Provided information Block Start

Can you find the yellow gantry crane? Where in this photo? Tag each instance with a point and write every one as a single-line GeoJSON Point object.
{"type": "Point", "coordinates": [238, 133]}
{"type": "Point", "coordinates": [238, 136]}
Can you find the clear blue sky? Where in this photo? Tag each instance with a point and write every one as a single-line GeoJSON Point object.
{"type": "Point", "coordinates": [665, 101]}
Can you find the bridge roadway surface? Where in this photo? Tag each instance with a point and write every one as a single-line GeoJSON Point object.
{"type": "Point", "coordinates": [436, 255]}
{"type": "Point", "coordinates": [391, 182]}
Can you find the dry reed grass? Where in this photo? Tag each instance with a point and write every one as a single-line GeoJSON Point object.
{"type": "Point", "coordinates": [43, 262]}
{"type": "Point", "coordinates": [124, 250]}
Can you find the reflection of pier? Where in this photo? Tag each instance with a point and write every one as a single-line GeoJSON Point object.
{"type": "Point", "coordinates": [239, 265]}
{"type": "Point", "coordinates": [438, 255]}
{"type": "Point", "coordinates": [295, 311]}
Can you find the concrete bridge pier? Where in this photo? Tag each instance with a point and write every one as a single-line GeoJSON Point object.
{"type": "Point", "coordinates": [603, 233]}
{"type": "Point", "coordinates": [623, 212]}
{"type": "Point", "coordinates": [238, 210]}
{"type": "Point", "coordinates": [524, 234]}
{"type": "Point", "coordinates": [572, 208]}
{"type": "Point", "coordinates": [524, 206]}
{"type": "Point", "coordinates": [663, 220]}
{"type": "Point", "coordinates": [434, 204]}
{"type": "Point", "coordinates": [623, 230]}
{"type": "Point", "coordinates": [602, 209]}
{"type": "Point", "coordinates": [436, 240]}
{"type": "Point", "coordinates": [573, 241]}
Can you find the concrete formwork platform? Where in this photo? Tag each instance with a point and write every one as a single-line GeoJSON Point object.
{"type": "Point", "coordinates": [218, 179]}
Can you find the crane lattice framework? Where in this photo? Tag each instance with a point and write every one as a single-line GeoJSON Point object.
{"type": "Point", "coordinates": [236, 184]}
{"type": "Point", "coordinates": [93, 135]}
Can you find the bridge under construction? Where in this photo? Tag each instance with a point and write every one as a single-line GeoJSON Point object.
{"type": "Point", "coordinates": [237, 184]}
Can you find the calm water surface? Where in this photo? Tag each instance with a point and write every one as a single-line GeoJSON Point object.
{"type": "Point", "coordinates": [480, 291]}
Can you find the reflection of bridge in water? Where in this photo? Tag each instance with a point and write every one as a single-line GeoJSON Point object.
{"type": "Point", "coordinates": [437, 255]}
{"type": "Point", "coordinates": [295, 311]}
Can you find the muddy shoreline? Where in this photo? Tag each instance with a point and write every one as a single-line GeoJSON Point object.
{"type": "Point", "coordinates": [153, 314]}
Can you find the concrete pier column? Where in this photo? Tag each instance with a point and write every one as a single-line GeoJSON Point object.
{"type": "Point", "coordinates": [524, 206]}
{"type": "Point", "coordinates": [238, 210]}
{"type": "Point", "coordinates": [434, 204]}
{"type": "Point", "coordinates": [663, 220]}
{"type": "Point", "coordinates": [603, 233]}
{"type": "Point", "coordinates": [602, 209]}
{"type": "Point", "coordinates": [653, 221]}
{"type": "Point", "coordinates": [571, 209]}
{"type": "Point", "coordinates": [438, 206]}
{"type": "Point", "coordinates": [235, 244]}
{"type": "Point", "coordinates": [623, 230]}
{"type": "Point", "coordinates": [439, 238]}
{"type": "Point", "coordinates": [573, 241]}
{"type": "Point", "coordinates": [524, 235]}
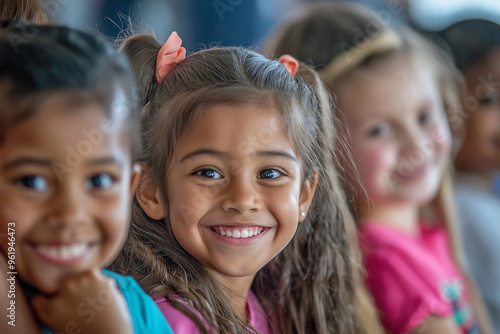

Provided information Block End

### Task to complete
Print each entry shown above with exact wording and no pictures.

### Expected answer
Can you find the yellow gantry crane? Where in this photo? Tag each instance with a point and write every one as a single-line GeoJSON Point object.
{"type": "Point", "coordinates": [238, 133]}
{"type": "Point", "coordinates": [238, 136]}
Can you find the clear blue sky? Where in this photo? Tag each instance with a point and write every one as a single-line GeoJSON Point object.
{"type": "Point", "coordinates": [665, 101]}
Can you find the bridge roadway surface? Where in this photo? Tag each instance with a point and write every one as a single-line GeoJSON Point object.
{"type": "Point", "coordinates": [436, 255]}
{"type": "Point", "coordinates": [391, 182]}
Can you find the dry reed grass? Where in this photo? Tag each instance with a point and write every one as a single-line GeoJSON Point object.
{"type": "Point", "coordinates": [43, 262]}
{"type": "Point", "coordinates": [124, 250]}
Can you find the reflection of pier? Where in this photo? Tag each instance with a point and write every one as a single-line GeoJSON Point object.
{"type": "Point", "coordinates": [239, 265]}
{"type": "Point", "coordinates": [438, 255]}
{"type": "Point", "coordinates": [295, 311]}
Can you find the concrete bridge pier? Where in this photo? Tag each instance with a point and write every one as a single-line GeoJSON Point object.
{"type": "Point", "coordinates": [603, 233]}
{"type": "Point", "coordinates": [623, 212]}
{"type": "Point", "coordinates": [238, 210]}
{"type": "Point", "coordinates": [524, 234]}
{"type": "Point", "coordinates": [572, 208]}
{"type": "Point", "coordinates": [524, 206]}
{"type": "Point", "coordinates": [663, 220]}
{"type": "Point", "coordinates": [434, 204]}
{"type": "Point", "coordinates": [623, 230]}
{"type": "Point", "coordinates": [602, 209]}
{"type": "Point", "coordinates": [436, 240]}
{"type": "Point", "coordinates": [573, 241]}
Can you find the concrete formwork platform? Where in this photo? Tag each instance with a point and write every one as a single-line GeoJSON Point object.
{"type": "Point", "coordinates": [218, 179]}
Can you find the crane lattice framework? Where in this photo? Tag each instance with a point and write every one as a single-line GeoJSON Point object.
{"type": "Point", "coordinates": [236, 184]}
{"type": "Point", "coordinates": [93, 135]}
Can you find the bridge under construction? Where in this photo? Tag each instance with a point and write every one as a single-line GeoJSON Point object.
{"type": "Point", "coordinates": [237, 184]}
Can you find the calm water surface? Where in this photo? Tag each instance with a point and write every one as a single-line GeoJSON Point object.
{"type": "Point", "coordinates": [480, 291]}
Can you find the reflection of bridge in water? Where in this photo? Tag each instance with a point and write every one as a single-line GeoJSON Point object.
{"type": "Point", "coordinates": [437, 255]}
{"type": "Point", "coordinates": [295, 311]}
Can you find the muddy shoreline? Where in this photo? Tag each instance with a point and write every one as a single-line GeoJSON Point object.
{"type": "Point", "coordinates": [153, 314]}
Can you find the concrete pier column? Where in this photo? Tag each instance with a point and write every one as a single-line GeoJSON Point object.
{"type": "Point", "coordinates": [524, 206]}
{"type": "Point", "coordinates": [238, 210]}
{"type": "Point", "coordinates": [434, 204]}
{"type": "Point", "coordinates": [663, 220]}
{"type": "Point", "coordinates": [603, 233]}
{"type": "Point", "coordinates": [602, 209]}
{"type": "Point", "coordinates": [653, 221]}
{"type": "Point", "coordinates": [571, 209]}
{"type": "Point", "coordinates": [438, 206]}
{"type": "Point", "coordinates": [235, 244]}
{"type": "Point", "coordinates": [623, 230]}
{"type": "Point", "coordinates": [439, 238]}
{"type": "Point", "coordinates": [573, 241]}
{"type": "Point", "coordinates": [524, 235]}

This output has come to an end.